------ EXTRACTED DATA

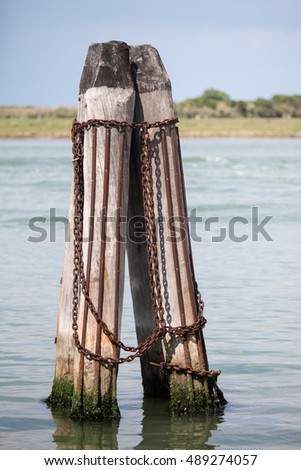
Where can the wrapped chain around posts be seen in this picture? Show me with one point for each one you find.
(79, 280)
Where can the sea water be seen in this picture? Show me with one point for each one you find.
(244, 207)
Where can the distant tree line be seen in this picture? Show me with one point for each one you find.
(215, 103)
(212, 103)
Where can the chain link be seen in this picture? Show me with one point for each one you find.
(79, 279)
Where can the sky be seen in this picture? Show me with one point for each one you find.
(247, 48)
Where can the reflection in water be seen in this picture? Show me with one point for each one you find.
(159, 430)
(162, 431)
(84, 435)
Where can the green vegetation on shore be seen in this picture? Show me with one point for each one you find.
(213, 114)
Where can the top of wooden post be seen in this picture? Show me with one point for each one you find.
(150, 72)
(107, 64)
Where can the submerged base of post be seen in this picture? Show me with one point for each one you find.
(195, 395)
(87, 406)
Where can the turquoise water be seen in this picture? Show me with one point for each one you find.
(251, 290)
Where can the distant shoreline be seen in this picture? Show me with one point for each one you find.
(55, 128)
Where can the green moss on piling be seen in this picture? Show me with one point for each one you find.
(196, 396)
(94, 407)
(88, 406)
(62, 394)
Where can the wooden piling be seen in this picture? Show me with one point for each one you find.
(134, 169)
(189, 393)
(106, 92)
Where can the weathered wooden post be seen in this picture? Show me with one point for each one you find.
(123, 91)
(106, 92)
(181, 353)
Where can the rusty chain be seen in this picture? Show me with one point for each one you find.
(79, 279)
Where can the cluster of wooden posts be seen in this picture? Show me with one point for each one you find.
(129, 172)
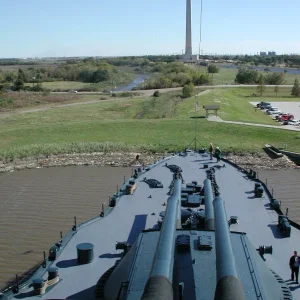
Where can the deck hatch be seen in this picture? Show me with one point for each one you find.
(183, 242)
(204, 243)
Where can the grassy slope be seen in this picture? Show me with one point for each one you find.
(227, 75)
(159, 124)
(235, 104)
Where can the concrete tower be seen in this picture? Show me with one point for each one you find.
(188, 39)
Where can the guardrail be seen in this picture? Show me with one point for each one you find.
(41, 269)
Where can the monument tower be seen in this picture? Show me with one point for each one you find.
(188, 39)
(188, 57)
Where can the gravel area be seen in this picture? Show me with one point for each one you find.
(286, 107)
(260, 161)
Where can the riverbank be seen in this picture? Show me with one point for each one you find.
(258, 161)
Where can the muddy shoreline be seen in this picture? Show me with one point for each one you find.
(259, 161)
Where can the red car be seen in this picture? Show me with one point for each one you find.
(285, 117)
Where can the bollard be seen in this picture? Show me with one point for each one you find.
(102, 212)
(75, 225)
(44, 264)
(17, 287)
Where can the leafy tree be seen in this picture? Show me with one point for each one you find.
(245, 76)
(261, 85)
(275, 79)
(21, 75)
(188, 90)
(202, 79)
(100, 75)
(19, 83)
(276, 89)
(296, 89)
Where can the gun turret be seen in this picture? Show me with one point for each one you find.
(209, 209)
(159, 284)
(229, 285)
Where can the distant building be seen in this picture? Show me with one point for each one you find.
(269, 53)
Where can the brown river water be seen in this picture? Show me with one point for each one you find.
(36, 204)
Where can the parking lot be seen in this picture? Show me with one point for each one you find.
(286, 107)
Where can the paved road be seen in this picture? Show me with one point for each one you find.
(285, 127)
(150, 92)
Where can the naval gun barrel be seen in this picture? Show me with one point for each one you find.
(159, 284)
(209, 209)
(229, 285)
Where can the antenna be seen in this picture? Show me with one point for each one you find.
(200, 28)
(195, 118)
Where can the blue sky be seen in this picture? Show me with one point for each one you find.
(139, 27)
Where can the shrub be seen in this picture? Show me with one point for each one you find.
(188, 90)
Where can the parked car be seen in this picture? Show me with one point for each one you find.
(272, 112)
(294, 122)
(262, 104)
(267, 106)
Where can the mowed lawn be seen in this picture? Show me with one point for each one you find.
(62, 85)
(227, 75)
(154, 124)
(235, 104)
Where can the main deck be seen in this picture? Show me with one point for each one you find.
(134, 213)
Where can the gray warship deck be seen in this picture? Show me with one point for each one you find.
(134, 213)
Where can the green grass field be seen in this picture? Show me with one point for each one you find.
(235, 104)
(154, 124)
(227, 75)
(62, 85)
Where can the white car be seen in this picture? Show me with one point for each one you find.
(273, 112)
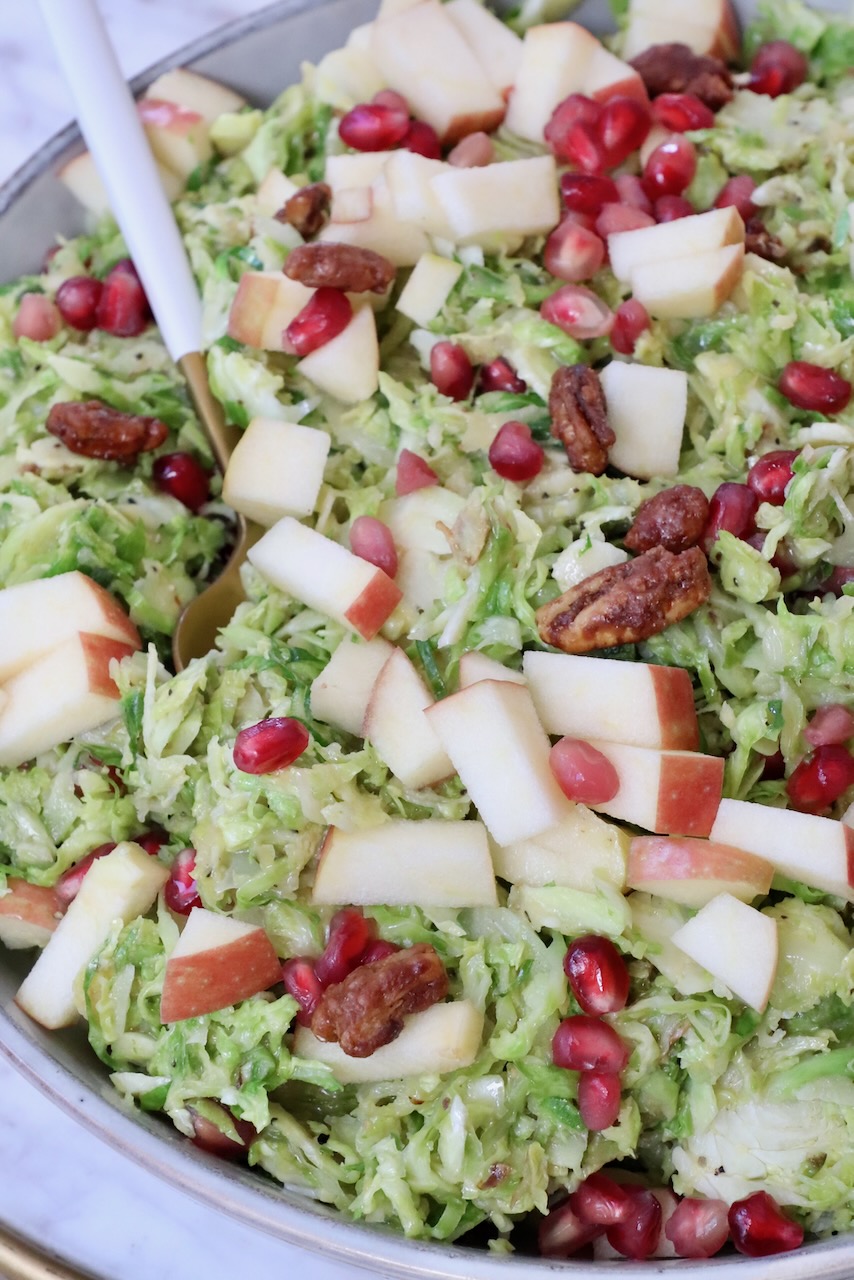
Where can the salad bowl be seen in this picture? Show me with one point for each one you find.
(259, 56)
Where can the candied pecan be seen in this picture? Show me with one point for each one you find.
(674, 520)
(366, 1010)
(580, 417)
(307, 209)
(677, 69)
(96, 430)
(626, 602)
(339, 266)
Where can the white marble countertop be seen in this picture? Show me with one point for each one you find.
(63, 1187)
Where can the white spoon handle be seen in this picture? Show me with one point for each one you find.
(114, 135)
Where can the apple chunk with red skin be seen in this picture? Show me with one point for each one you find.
(671, 792)
(217, 963)
(28, 914)
(693, 872)
(325, 576)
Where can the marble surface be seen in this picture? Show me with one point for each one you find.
(69, 1191)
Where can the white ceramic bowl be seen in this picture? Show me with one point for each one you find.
(259, 56)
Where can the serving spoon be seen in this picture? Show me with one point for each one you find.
(112, 129)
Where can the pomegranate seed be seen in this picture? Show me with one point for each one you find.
(373, 540)
(301, 982)
(514, 455)
(698, 1229)
(68, 885)
(350, 936)
(451, 370)
(683, 112)
(777, 68)
(820, 391)
(475, 151)
(671, 168)
(181, 891)
(123, 307)
(572, 252)
(501, 376)
(584, 1043)
(423, 138)
(579, 312)
(638, 1235)
(771, 474)
(588, 192)
(581, 772)
(670, 209)
(733, 508)
(759, 1228)
(374, 127)
(738, 193)
(621, 128)
(324, 316)
(598, 976)
(601, 1201)
(412, 472)
(37, 319)
(562, 1233)
(183, 478)
(631, 319)
(821, 780)
(270, 745)
(830, 726)
(631, 192)
(621, 218)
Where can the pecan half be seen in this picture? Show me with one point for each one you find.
(628, 602)
(339, 266)
(677, 69)
(580, 417)
(307, 209)
(674, 520)
(95, 430)
(366, 1010)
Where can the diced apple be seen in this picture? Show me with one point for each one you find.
(581, 853)
(28, 914)
(736, 944)
(512, 197)
(693, 872)
(621, 702)
(494, 45)
(647, 408)
(217, 963)
(689, 288)
(428, 288)
(64, 693)
(671, 792)
(432, 863)
(37, 616)
(501, 752)
(421, 54)
(347, 368)
(686, 237)
(196, 92)
(275, 470)
(820, 851)
(120, 886)
(341, 693)
(416, 519)
(441, 1040)
(398, 730)
(475, 667)
(325, 576)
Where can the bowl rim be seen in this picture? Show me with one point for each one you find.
(251, 1198)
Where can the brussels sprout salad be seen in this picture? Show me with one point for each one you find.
(492, 878)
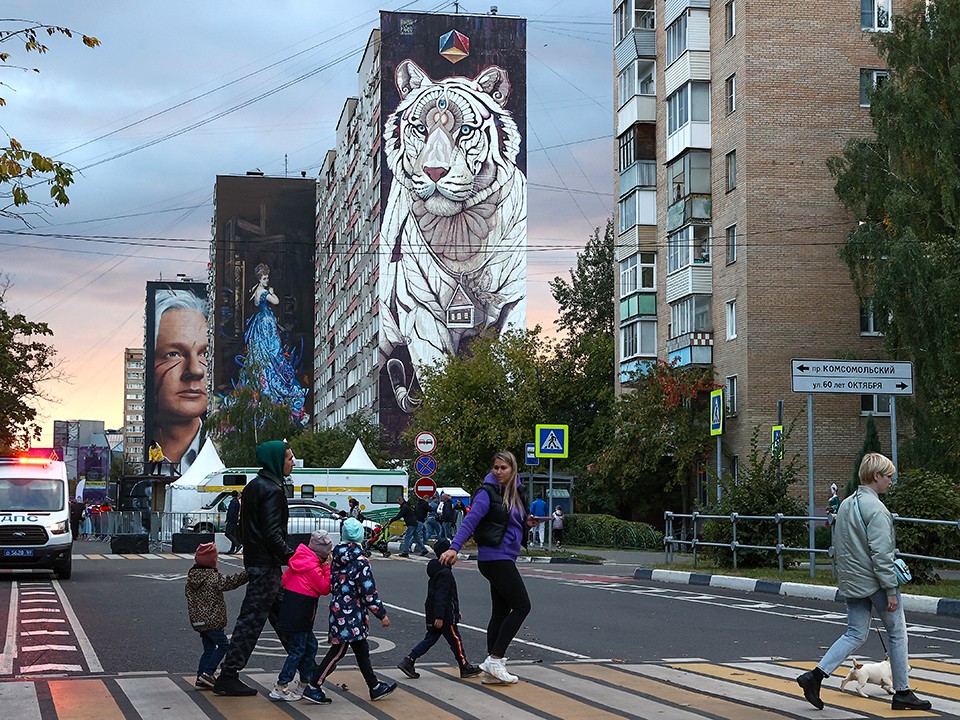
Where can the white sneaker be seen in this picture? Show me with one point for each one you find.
(280, 692)
(496, 669)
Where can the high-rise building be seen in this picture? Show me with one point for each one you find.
(421, 222)
(750, 101)
(134, 379)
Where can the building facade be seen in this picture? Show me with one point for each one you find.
(751, 100)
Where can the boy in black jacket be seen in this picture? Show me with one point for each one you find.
(443, 613)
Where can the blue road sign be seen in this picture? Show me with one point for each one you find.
(552, 441)
(426, 465)
(532, 458)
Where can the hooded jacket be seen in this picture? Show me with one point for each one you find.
(204, 590)
(263, 522)
(352, 592)
(304, 581)
(499, 532)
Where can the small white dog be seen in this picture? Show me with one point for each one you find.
(863, 673)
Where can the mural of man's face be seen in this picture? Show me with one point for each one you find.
(180, 366)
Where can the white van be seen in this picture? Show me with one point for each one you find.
(35, 515)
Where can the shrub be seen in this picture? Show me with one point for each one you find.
(608, 531)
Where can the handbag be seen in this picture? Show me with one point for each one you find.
(900, 567)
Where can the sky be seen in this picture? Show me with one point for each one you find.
(179, 92)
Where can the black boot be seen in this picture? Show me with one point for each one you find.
(810, 682)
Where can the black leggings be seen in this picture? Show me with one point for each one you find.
(510, 603)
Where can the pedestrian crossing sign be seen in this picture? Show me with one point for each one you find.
(552, 441)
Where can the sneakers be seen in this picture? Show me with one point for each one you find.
(496, 668)
(281, 692)
(382, 689)
(810, 682)
(906, 700)
(406, 667)
(315, 694)
(469, 670)
(232, 686)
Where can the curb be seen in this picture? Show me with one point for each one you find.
(913, 603)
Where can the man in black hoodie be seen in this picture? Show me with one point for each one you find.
(263, 529)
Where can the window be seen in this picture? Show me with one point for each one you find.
(731, 170)
(731, 320)
(874, 404)
(870, 80)
(730, 395)
(874, 14)
(731, 234)
(677, 38)
(638, 339)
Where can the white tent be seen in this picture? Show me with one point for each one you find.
(183, 494)
(358, 460)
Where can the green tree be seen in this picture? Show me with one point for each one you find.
(27, 363)
(21, 168)
(903, 185)
(479, 402)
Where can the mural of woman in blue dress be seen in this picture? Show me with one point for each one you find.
(274, 365)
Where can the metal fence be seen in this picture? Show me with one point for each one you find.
(686, 534)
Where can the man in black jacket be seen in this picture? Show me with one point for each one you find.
(263, 525)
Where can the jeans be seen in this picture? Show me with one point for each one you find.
(215, 645)
(858, 629)
(301, 655)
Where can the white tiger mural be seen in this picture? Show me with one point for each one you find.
(455, 225)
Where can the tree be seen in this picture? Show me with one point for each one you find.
(26, 364)
(903, 185)
(21, 168)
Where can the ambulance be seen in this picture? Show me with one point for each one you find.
(35, 515)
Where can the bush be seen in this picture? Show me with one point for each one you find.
(929, 495)
(608, 531)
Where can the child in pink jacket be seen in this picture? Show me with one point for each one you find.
(306, 578)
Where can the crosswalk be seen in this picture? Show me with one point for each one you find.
(689, 689)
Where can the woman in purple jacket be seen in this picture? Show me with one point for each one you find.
(498, 520)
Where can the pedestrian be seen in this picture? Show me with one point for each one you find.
(233, 523)
(412, 533)
(263, 526)
(865, 549)
(498, 521)
(442, 610)
(556, 521)
(306, 578)
(208, 610)
(538, 508)
(353, 591)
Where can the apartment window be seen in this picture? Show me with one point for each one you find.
(676, 38)
(638, 339)
(731, 307)
(731, 235)
(870, 80)
(874, 404)
(730, 395)
(874, 14)
(731, 170)
(731, 93)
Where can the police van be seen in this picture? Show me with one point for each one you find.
(35, 515)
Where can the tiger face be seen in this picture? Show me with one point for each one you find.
(451, 143)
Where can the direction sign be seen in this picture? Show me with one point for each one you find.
(552, 441)
(425, 488)
(531, 452)
(852, 376)
(425, 465)
(425, 443)
(716, 412)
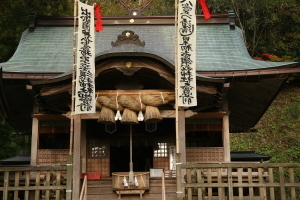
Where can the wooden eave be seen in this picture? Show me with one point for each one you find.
(64, 21)
(245, 73)
(28, 76)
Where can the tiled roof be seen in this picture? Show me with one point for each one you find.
(49, 49)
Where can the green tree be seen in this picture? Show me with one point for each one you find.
(11, 144)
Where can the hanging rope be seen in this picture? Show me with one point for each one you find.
(140, 115)
(118, 114)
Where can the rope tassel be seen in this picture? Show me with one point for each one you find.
(125, 183)
(140, 115)
(118, 114)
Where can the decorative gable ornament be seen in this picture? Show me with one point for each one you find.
(128, 37)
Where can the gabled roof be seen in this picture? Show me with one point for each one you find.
(48, 49)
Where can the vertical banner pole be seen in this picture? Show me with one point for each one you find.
(176, 77)
(73, 77)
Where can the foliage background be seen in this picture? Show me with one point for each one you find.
(272, 32)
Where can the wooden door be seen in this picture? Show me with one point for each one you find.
(98, 156)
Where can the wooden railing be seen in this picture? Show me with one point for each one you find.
(36, 182)
(264, 181)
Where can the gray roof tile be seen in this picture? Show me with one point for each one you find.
(49, 49)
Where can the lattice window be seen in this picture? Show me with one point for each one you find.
(97, 148)
(162, 150)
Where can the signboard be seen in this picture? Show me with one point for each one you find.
(186, 80)
(172, 154)
(85, 72)
(156, 172)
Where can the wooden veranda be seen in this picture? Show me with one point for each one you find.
(230, 181)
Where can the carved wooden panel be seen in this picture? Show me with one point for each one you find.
(204, 154)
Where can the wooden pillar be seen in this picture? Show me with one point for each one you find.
(83, 146)
(225, 131)
(181, 135)
(76, 158)
(34, 141)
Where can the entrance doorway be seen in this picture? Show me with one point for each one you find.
(142, 157)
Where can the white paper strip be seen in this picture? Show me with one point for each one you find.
(85, 72)
(187, 93)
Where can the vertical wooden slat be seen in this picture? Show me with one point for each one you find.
(229, 178)
(47, 194)
(281, 178)
(262, 190)
(5, 185)
(240, 180)
(200, 180)
(292, 180)
(57, 192)
(27, 181)
(178, 177)
(225, 130)
(17, 181)
(34, 142)
(250, 181)
(220, 189)
(69, 178)
(76, 158)
(163, 186)
(189, 180)
(209, 190)
(83, 148)
(37, 183)
(271, 180)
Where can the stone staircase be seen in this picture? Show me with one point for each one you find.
(102, 189)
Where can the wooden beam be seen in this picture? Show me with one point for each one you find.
(245, 73)
(164, 114)
(207, 89)
(55, 89)
(208, 115)
(133, 92)
(50, 117)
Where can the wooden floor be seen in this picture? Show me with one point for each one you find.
(102, 189)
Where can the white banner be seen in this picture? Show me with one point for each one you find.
(85, 72)
(186, 80)
(172, 154)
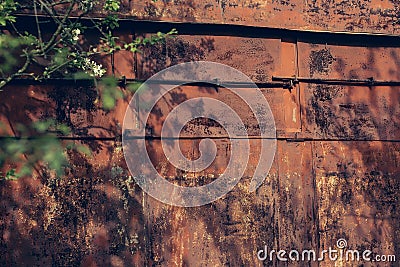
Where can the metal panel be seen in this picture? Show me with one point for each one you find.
(352, 16)
(358, 195)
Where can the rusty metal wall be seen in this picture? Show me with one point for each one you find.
(336, 171)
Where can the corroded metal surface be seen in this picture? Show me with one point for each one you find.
(335, 172)
(351, 16)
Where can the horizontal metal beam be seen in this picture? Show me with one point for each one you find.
(194, 28)
(353, 82)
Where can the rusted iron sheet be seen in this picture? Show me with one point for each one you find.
(355, 113)
(358, 195)
(372, 16)
(258, 58)
(345, 111)
(98, 216)
(349, 62)
(297, 221)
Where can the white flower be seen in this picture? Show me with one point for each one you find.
(75, 34)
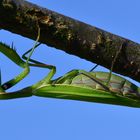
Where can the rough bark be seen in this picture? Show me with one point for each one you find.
(72, 36)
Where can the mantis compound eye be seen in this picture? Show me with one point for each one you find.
(6, 86)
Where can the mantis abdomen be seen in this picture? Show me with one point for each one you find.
(99, 81)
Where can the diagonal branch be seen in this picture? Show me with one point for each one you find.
(72, 36)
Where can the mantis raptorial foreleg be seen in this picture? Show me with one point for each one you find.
(12, 54)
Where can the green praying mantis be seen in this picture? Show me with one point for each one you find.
(100, 87)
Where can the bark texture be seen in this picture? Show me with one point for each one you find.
(72, 36)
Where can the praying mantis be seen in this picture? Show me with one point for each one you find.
(100, 87)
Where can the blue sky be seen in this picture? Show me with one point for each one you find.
(42, 118)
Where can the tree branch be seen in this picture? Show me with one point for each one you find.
(72, 36)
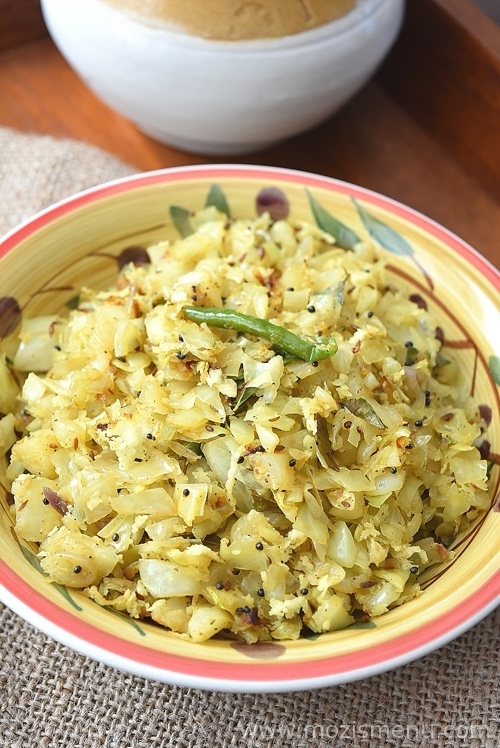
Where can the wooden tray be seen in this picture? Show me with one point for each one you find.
(425, 130)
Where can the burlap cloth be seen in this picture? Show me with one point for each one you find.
(52, 697)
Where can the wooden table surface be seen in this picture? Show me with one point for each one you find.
(425, 130)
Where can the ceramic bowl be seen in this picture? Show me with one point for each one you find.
(78, 241)
(221, 97)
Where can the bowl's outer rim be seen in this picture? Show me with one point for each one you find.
(308, 179)
(360, 14)
(474, 611)
(260, 676)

------------

PROBLEM TO SOLVE: Begin with the line that contains "Where can the tree branch" and repeat every line through the end of the data, exactly and only those lines, leaving out the pictures.

EXPECTED ANSWER:
Where can the tree branch be seen in this picture? Show me with one point for each one you find.
(72, 36)
Where can the wooden tray be seen in this picture? Show me with one point for each one you find.
(425, 130)
Where can the burlap cloth be seen in this picture? Show me with one point for each one you find.
(52, 697)
Where can the wooden table surface be seen in this picture? Show me with one point for each one you find.
(425, 130)
Where can the ceramic bowl be seen in this picture? Show me with one point for each one you find.
(78, 241)
(221, 97)
Where can the bowl's outer rim be seen in this picture? Show me with one point for each one you find.
(308, 179)
(360, 14)
(474, 611)
(260, 676)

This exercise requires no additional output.